How to complete this task
A word-for-word restatement of the data is what is needed.

Material shown
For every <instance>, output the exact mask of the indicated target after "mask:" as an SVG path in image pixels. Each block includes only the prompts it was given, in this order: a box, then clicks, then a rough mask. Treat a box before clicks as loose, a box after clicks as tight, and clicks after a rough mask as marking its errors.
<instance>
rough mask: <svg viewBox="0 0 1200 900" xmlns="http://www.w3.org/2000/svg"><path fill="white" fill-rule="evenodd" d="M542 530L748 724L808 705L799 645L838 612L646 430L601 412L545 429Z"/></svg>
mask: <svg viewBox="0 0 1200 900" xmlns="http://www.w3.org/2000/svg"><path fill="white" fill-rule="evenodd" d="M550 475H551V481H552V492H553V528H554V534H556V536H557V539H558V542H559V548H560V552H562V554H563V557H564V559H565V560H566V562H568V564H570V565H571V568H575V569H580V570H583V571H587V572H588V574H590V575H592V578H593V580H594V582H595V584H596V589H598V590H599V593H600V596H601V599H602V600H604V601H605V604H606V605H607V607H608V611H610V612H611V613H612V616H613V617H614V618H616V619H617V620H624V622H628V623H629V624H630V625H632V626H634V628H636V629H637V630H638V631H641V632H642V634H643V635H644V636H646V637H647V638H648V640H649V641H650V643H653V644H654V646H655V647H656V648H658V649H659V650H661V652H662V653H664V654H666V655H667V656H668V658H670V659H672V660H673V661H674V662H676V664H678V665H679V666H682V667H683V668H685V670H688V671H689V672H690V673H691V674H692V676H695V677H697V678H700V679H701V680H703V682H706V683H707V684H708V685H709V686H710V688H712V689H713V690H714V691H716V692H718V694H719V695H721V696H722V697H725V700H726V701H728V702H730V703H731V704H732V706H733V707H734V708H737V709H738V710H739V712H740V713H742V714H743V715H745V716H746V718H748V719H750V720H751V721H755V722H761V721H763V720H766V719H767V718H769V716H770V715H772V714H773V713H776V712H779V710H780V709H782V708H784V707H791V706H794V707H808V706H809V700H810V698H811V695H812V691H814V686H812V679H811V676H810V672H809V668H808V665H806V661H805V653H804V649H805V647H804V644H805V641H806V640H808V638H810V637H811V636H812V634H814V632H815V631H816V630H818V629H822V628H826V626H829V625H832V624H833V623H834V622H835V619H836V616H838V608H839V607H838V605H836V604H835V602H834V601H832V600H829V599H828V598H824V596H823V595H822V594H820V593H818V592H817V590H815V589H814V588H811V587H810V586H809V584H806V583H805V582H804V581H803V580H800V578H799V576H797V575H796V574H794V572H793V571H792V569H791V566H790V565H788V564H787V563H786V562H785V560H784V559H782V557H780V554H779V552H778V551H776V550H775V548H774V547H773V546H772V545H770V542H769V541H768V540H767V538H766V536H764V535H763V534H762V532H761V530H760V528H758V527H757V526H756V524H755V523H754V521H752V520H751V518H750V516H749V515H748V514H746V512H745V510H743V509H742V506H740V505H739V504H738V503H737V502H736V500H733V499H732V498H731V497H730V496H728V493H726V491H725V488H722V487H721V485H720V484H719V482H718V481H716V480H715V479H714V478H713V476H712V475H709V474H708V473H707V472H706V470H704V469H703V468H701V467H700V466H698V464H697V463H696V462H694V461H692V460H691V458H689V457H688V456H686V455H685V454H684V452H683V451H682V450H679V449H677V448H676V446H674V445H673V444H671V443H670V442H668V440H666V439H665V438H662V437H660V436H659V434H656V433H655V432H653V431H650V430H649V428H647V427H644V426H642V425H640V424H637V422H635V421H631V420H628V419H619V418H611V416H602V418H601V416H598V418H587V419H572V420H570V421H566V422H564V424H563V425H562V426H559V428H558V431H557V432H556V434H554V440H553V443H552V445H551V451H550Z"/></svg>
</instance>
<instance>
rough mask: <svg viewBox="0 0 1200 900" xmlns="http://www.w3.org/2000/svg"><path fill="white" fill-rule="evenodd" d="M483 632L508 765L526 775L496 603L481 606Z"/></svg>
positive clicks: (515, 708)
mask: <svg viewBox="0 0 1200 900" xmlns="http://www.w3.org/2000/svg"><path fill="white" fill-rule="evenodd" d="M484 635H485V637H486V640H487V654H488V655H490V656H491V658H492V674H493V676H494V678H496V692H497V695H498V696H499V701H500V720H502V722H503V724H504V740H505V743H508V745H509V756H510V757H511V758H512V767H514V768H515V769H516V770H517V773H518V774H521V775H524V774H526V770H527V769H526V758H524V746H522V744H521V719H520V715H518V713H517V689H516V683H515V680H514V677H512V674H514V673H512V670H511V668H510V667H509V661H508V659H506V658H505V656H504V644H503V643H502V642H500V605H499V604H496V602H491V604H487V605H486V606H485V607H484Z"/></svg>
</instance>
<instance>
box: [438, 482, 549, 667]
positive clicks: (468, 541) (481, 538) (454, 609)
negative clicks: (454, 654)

Exercise output
For every <instance>, output the exact mask of the indicated target after "mask:" as an SVG path in image pixels. Each block includes only the prompts it was given, in this order: a box, then clicks, then a rough mask. Treat a box before clicks as loose, a box after clicks as tight, and clicks after a rough mask as marking its errors.
<instance>
rough mask: <svg viewBox="0 0 1200 900" xmlns="http://www.w3.org/2000/svg"><path fill="white" fill-rule="evenodd" d="M542 530L748 724L808 705L799 645L838 612L646 430L601 412L545 429Z"/></svg>
mask: <svg viewBox="0 0 1200 900" xmlns="http://www.w3.org/2000/svg"><path fill="white" fill-rule="evenodd" d="M550 475H551V481H552V492H553V528H554V534H556V536H557V539H558V542H559V548H560V552H562V554H563V557H564V559H565V560H566V562H568V564H570V565H571V568H575V569H580V570H583V571H587V572H588V574H590V575H592V578H593V580H594V582H595V584H596V589H598V590H599V593H600V596H601V599H602V600H604V601H605V604H606V605H607V607H608V611H610V612H611V613H612V616H613V617H614V618H616V619H617V620H624V622H628V623H629V624H630V625H632V626H634V628H636V629H637V630H638V631H641V632H642V634H643V635H644V636H646V637H647V638H648V640H649V641H650V643H653V644H654V646H655V647H656V648H658V649H659V650H661V652H662V653H664V654H666V655H667V656H668V658H670V659H672V660H673V661H674V662H676V664H678V665H679V666H682V667H683V668H685V670H688V671H689V672H690V673H691V674H692V676H695V677H697V678H700V679H701V680H703V682H706V683H707V684H708V685H709V686H710V688H712V689H713V690H714V691H716V692H718V694H719V695H721V696H722V697H725V700H726V701H728V702H730V703H731V704H732V706H733V707H734V708H737V709H738V710H739V712H740V713H742V714H743V715H745V716H746V718H748V719H750V720H751V721H755V722H761V721H763V720H766V719H767V718H769V716H770V715H772V714H773V713H776V712H779V710H780V709H782V708H784V707H791V706H794V707H808V706H809V700H810V698H811V695H812V691H814V686H812V679H811V676H810V672H809V668H808V665H806V661H805V653H804V649H805V647H804V644H805V641H806V640H808V638H810V637H811V636H812V634H814V632H815V631H816V630H818V629H822V628H826V626H829V625H832V624H833V623H834V622H835V619H836V616H838V608H839V607H838V605H836V604H835V602H834V601H832V600H829V599H828V598H824V596H823V595H822V594H820V593H818V592H817V590H815V589H814V588H811V587H810V586H809V584H806V583H805V582H804V581H803V580H800V578H799V576H797V575H796V574H794V572H793V571H792V569H791V566H790V565H788V564H787V563H786V562H785V560H784V559H782V557H780V554H779V552H778V551H776V550H775V548H774V547H773V546H772V545H770V542H769V541H768V540H767V538H766V536H764V535H763V534H762V532H761V530H760V528H758V527H757V526H756V524H755V523H754V521H752V520H751V518H750V516H749V515H748V514H746V512H745V510H743V509H742V506H740V505H739V504H738V503H737V502H736V500H733V499H732V498H731V497H730V496H728V493H726V491H725V488H722V487H721V485H720V484H719V482H718V481H716V480H715V479H714V478H713V476H712V475H709V474H708V473H707V472H706V470H704V469H703V468H701V467H700V466H698V464H697V463H696V462H694V461H692V460H691V458H689V457H688V456H686V455H685V454H684V452H683V451H682V450H679V449H677V448H676V446H674V445H673V444H671V443H670V442H668V440H666V439H665V438H662V437H660V436H659V434H656V433H655V432H653V431H650V430H649V428H647V427H644V426H642V425H640V424H637V422H635V421H631V420H628V419H619V418H611V416H602V418H601V416H598V418H587V419H572V420H570V421H566V422H564V424H563V425H562V426H559V428H558V431H557V432H556V434H554V440H553V443H552V445H551V451H550Z"/></svg>
</instance>
<instance>
rough mask: <svg viewBox="0 0 1200 900" xmlns="http://www.w3.org/2000/svg"><path fill="white" fill-rule="evenodd" d="M483 632L508 765L526 775L496 603L481 606Z"/></svg>
positive clicks: (515, 708)
mask: <svg viewBox="0 0 1200 900" xmlns="http://www.w3.org/2000/svg"><path fill="white" fill-rule="evenodd" d="M484 635H485V637H486V640H487V654H488V655H490V656H491V658H492V674H493V676H494V678H496V692H497V695H498V696H499V701H500V720H502V722H503V724H504V740H505V743H508V745H509V756H510V757H511V758H512V767H514V768H515V769H516V770H517V773H518V774H521V775H524V774H526V770H527V769H526V758H524V746H522V744H521V719H520V715H518V713H517V689H516V683H515V680H514V677H512V674H514V673H512V670H511V668H510V667H509V661H508V659H506V658H505V656H504V644H503V643H502V642H500V605H499V604H496V602H491V604H487V605H486V606H485V607H484Z"/></svg>
</instance>
<instance>
box: [438, 482, 549, 667]
positive clicks: (468, 541) (481, 538) (454, 609)
negative clicks: (454, 654)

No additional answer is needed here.